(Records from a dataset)
▬▬▬
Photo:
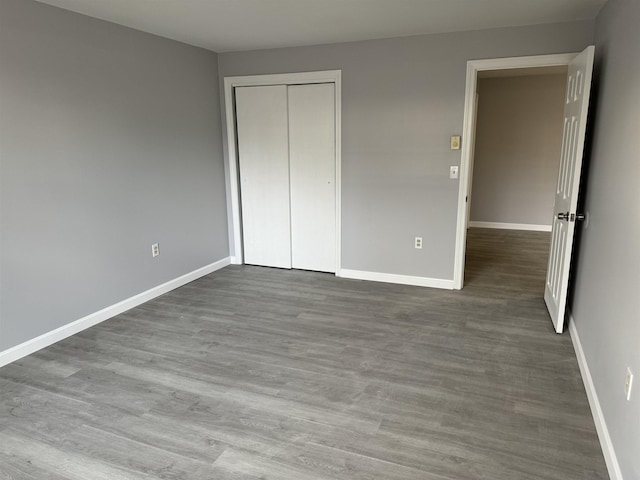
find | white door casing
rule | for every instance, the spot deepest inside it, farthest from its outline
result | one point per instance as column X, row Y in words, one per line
column 470, row 107
column 232, row 173
column 263, row 152
column 312, row 172
column 566, row 199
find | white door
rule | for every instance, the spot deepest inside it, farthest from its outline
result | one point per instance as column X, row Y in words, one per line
column 564, row 210
column 312, row 161
column 263, row 151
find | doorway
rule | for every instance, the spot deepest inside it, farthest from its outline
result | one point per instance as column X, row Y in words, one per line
column 514, row 168
column 476, row 70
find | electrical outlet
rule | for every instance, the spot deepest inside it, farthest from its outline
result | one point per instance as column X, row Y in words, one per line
column 628, row 383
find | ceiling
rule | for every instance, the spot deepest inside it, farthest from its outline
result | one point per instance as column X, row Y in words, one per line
column 233, row 25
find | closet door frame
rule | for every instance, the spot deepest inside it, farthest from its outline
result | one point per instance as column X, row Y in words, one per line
column 231, row 161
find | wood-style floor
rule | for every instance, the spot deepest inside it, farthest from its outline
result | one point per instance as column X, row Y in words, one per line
column 257, row 373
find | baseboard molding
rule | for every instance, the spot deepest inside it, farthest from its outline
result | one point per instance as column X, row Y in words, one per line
column 598, row 417
column 393, row 278
column 30, row 346
column 511, row 226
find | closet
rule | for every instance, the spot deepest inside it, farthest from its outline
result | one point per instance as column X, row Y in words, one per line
column 287, row 163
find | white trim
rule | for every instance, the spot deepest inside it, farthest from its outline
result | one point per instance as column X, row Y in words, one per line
column 598, row 417
column 511, row 226
column 231, row 163
column 393, row 278
column 30, row 346
column 473, row 67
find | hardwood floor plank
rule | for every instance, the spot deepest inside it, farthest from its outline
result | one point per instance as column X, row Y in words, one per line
column 260, row 373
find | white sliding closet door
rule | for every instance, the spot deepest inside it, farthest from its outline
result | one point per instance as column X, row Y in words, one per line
column 312, row 164
column 263, row 149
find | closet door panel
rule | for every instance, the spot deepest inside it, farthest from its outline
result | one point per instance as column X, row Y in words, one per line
column 313, row 176
column 263, row 150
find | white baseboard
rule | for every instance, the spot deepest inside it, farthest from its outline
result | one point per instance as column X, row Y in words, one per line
column 511, row 226
column 393, row 278
column 30, row 346
column 598, row 417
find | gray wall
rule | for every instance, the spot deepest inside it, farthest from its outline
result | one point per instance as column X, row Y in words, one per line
column 517, row 148
column 109, row 142
column 606, row 303
column 401, row 100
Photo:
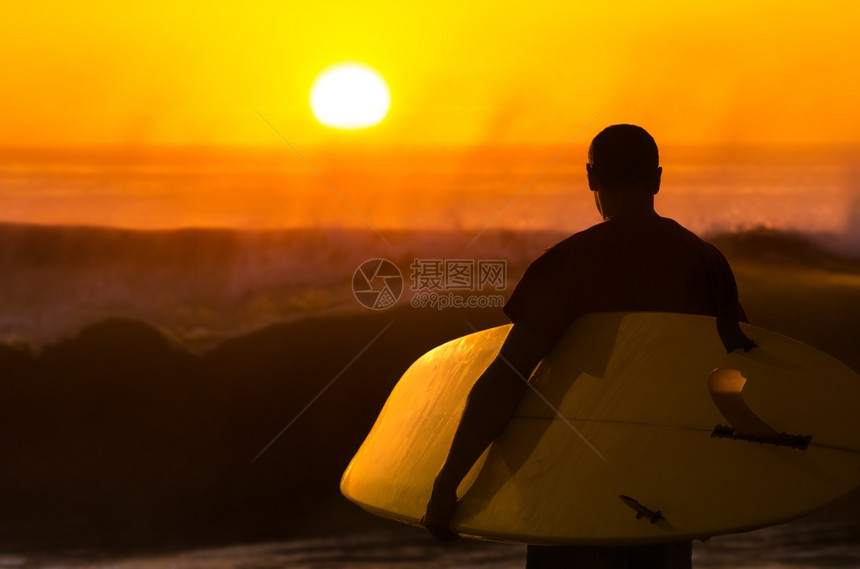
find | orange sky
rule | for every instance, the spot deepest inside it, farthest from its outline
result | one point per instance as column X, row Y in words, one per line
column 170, row 72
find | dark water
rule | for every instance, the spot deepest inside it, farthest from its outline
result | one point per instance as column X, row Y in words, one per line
column 144, row 372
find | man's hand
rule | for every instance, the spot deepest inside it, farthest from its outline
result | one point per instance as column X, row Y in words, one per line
column 440, row 510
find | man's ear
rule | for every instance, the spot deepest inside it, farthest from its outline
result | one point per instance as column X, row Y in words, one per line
column 593, row 184
column 657, row 181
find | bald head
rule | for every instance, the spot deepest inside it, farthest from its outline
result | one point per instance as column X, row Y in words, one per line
column 624, row 156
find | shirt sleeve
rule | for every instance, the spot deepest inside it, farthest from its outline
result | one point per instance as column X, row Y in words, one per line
column 541, row 300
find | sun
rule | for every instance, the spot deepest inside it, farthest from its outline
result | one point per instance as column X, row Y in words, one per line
column 350, row 96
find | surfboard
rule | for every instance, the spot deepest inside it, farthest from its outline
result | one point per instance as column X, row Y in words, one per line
column 638, row 428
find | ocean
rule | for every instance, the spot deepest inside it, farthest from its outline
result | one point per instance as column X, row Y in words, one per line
column 146, row 373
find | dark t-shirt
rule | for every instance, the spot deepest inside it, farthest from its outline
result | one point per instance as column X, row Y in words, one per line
column 637, row 262
column 640, row 262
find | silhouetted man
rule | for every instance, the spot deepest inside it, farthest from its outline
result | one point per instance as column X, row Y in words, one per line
column 634, row 260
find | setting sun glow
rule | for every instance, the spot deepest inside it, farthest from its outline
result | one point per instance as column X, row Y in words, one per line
column 350, row 96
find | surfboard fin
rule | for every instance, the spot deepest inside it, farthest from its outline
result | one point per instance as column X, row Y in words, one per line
column 726, row 387
column 731, row 335
column 642, row 511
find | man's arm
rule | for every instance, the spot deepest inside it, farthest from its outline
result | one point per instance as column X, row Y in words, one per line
column 489, row 407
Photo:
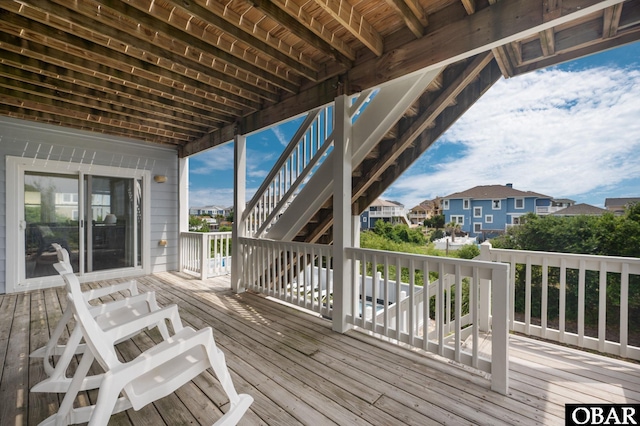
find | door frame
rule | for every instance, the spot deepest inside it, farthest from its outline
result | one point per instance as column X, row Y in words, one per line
column 15, row 223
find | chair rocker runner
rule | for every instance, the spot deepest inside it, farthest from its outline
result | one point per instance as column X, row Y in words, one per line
column 107, row 315
column 155, row 373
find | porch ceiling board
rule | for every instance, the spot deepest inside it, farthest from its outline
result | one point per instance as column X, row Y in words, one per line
column 300, row 372
column 192, row 74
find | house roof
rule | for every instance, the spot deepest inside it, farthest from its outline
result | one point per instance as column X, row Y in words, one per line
column 495, row 191
column 616, row 202
column 192, row 74
column 580, row 209
column 386, row 203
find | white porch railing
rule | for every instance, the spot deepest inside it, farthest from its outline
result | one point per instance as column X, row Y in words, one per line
column 431, row 318
column 556, row 295
column 292, row 272
column 206, row 254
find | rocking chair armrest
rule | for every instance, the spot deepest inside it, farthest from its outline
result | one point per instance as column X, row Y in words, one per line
column 164, row 352
column 96, row 293
column 147, row 320
column 103, row 308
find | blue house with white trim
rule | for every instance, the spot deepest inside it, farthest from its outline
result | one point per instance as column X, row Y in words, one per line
column 488, row 210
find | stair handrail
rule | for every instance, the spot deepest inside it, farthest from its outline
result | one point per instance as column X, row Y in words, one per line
column 275, row 170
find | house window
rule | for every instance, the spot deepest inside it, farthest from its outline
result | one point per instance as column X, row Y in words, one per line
column 459, row 219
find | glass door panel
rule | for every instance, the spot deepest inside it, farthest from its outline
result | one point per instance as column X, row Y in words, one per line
column 112, row 216
column 51, row 216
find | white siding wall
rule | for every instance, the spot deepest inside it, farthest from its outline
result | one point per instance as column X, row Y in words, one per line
column 34, row 140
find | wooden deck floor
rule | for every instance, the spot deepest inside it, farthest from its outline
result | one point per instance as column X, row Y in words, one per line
column 300, row 372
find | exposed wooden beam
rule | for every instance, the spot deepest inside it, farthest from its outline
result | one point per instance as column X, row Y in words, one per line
column 311, row 32
column 147, row 42
column 101, row 77
column 488, row 76
column 611, row 20
column 548, row 42
column 552, row 9
column 420, row 123
column 418, row 11
column 236, row 32
column 409, row 17
column 491, row 27
column 71, row 45
column 56, row 108
column 504, row 22
column 73, row 92
column 504, row 61
column 343, row 12
column 195, row 41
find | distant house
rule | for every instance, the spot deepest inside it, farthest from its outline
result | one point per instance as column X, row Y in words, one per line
column 488, row 210
column 425, row 210
column 388, row 211
column 212, row 211
column 580, row 209
column 618, row 205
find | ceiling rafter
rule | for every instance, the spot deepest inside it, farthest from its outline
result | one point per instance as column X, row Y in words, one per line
column 296, row 20
column 254, row 29
column 411, row 19
column 201, row 41
column 192, row 73
column 43, row 59
column 343, row 12
column 611, row 20
column 145, row 63
column 216, row 21
column 149, row 44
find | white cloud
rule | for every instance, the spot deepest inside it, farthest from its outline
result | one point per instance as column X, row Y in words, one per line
column 216, row 159
column 564, row 134
column 280, row 135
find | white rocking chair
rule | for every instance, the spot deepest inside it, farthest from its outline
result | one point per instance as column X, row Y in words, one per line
column 154, row 374
column 107, row 315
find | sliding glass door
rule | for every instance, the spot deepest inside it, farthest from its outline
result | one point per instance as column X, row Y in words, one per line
column 51, row 214
column 97, row 214
column 113, row 222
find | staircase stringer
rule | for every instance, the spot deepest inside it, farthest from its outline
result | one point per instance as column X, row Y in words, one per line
column 381, row 113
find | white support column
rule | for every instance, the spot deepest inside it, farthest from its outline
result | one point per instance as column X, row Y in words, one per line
column 183, row 206
column 342, row 235
column 500, row 330
column 484, row 316
column 239, row 203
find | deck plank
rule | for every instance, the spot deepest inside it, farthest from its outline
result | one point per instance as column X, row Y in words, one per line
column 301, row 372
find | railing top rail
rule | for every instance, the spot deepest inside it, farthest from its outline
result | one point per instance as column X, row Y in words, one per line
column 228, row 233
column 309, row 119
column 435, row 259
column 559, row 255
column 294, row 244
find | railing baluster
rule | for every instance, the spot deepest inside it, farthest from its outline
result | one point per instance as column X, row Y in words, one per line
column 602, row 306
column 545, row 296
column 624, row 309
column 581, row 298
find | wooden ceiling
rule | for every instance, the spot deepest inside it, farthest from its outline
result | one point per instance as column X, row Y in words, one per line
column 192, row 73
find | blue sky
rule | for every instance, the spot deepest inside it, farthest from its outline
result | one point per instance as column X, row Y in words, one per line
column 571, row 131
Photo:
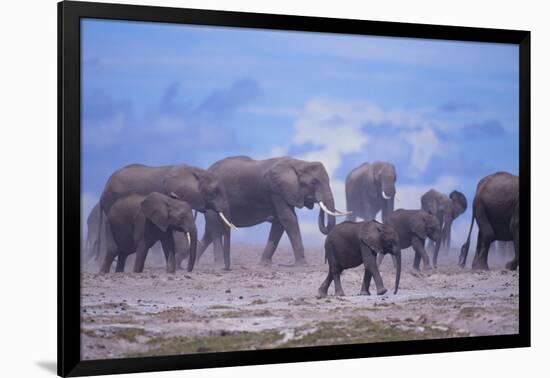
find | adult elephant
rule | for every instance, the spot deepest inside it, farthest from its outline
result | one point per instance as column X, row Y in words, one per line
column 446, row 209
column 269, row 191
column 200, row 188
column 370, row 188
column 496, row 212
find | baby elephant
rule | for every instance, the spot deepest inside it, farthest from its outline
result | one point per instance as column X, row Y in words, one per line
column 413, row 227
column 351, row 244
column 137, row 222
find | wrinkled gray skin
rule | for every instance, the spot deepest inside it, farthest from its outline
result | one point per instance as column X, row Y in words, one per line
column 268, row 191
column 413, row 228
column 366, row 187
column 446, row 209
column 136, row 223
column 351, row 244
column 198, row 187
column 496, row 212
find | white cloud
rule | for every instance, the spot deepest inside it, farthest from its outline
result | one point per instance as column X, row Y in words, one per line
column 337, row 128
column 333, row 127
column 425, row 145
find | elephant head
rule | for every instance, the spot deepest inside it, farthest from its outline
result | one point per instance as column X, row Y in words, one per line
column 171, row 213
column 301, row 183
column 201, row 188
column 383, row 239
column 380, row 183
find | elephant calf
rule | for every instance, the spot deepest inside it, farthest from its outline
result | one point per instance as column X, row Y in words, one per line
column 137, row 222
column 413, row 228
column 351, row 244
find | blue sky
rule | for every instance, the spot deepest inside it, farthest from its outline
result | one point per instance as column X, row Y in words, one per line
column 445, row 113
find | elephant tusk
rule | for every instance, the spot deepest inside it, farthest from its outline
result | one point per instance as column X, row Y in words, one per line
column 228, row 223
column 343, row 212
column 322, row 205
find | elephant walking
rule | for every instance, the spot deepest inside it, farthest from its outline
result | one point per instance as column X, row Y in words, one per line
column 269, row 191
column 351, row 244
column 496, row 212
column 370, row 188
column 137, row 222
column 198, row 187
column 413, row 228
column 446, row 209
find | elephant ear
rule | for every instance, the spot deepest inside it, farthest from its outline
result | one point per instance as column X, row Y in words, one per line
column 419, row 225
column 371, row 236
column 283, row 180
column 155, row 208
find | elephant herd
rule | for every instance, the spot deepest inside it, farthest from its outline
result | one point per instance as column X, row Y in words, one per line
column 142, row 205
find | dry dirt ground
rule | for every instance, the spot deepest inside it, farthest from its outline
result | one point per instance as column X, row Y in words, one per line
column 254, row 307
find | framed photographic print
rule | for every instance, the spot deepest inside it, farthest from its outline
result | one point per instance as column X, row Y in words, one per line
column 240, row 188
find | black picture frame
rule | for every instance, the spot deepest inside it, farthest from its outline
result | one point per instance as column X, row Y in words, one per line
column 69, row 15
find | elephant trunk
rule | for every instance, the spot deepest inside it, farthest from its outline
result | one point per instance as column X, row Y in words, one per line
column 328, row 201
column 397, row 259
column 447, row 232
column 192, row 249
column 388, row 190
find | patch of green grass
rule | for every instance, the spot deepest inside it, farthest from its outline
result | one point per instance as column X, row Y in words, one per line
column 468, row 312
column 88, row 332
column 219, row 307
column 363, row 330
column 129, row 334
column 226, row 341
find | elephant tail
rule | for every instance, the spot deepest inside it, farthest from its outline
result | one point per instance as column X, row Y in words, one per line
column 466, row 246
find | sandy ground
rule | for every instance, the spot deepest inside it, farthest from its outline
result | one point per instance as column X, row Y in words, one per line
column 253, row 307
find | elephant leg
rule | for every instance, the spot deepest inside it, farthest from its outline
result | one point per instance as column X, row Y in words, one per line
column 513, row 264
column 181, row 248
column 218, row 249
column 482, row 252
column 203, row 245
column 367, row 276
column 107, row 262
column 121, row 262
column 169, row 253
column 323, row 289
column 416, row 262
column 369, row 261
column 226, row 245
column 338, row 291
column 275, row 235
column 379, row 259
column 141, row 255
column 418, row 246
column 289, row 221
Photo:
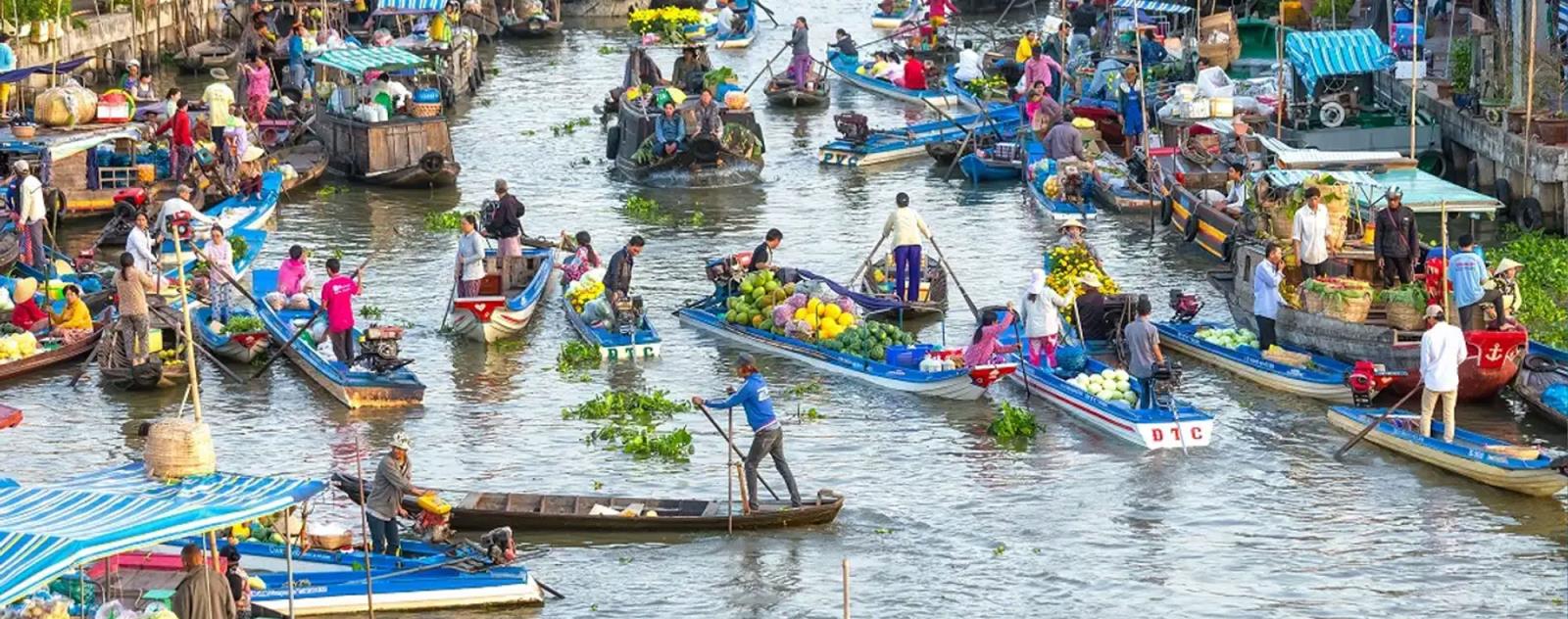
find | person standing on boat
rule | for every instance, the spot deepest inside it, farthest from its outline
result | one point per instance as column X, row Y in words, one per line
column 1266, row 295
column 1396, row 240
column 767, row 433
column 203, row 593
column 906, row 229
column 1144, row 352
column 1442, row 353
column 394, row 480
column 1309, row 235
column 800, row 63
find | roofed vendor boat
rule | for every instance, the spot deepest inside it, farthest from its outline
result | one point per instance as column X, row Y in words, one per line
column 1478, row 456
column 483, row 511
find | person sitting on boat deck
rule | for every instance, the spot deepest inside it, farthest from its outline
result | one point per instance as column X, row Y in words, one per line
column 1266, row 295
column 587, row 259
column 1144, row 352
column 394, row 480
column 203, row 593
column 25, row 313
column 1442, row 353
column 762, row 258
column 130, row 289
column 1397, row 243
column 906, row 229
column 470, row 259
column 668, row 132
column 968, row 65
column 1309, row 235
column 618, row 274
column 985, row 349
column 767, row 433
column 337, row 297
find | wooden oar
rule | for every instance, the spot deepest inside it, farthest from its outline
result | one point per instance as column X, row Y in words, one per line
column 728, row 439
column 1380, row 419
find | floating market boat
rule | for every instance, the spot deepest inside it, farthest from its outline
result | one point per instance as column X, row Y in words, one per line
column 504, row 310
column 358, row 386
column 1478, row 456
column 847, row 70
column 1321, row 378
column 483, row 511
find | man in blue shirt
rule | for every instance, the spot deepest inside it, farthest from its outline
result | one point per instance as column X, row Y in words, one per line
column 767, row 433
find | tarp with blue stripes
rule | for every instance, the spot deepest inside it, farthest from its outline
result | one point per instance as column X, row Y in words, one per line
▬▬▬
If a line of the records holds the word "with", count it; report only the total.

2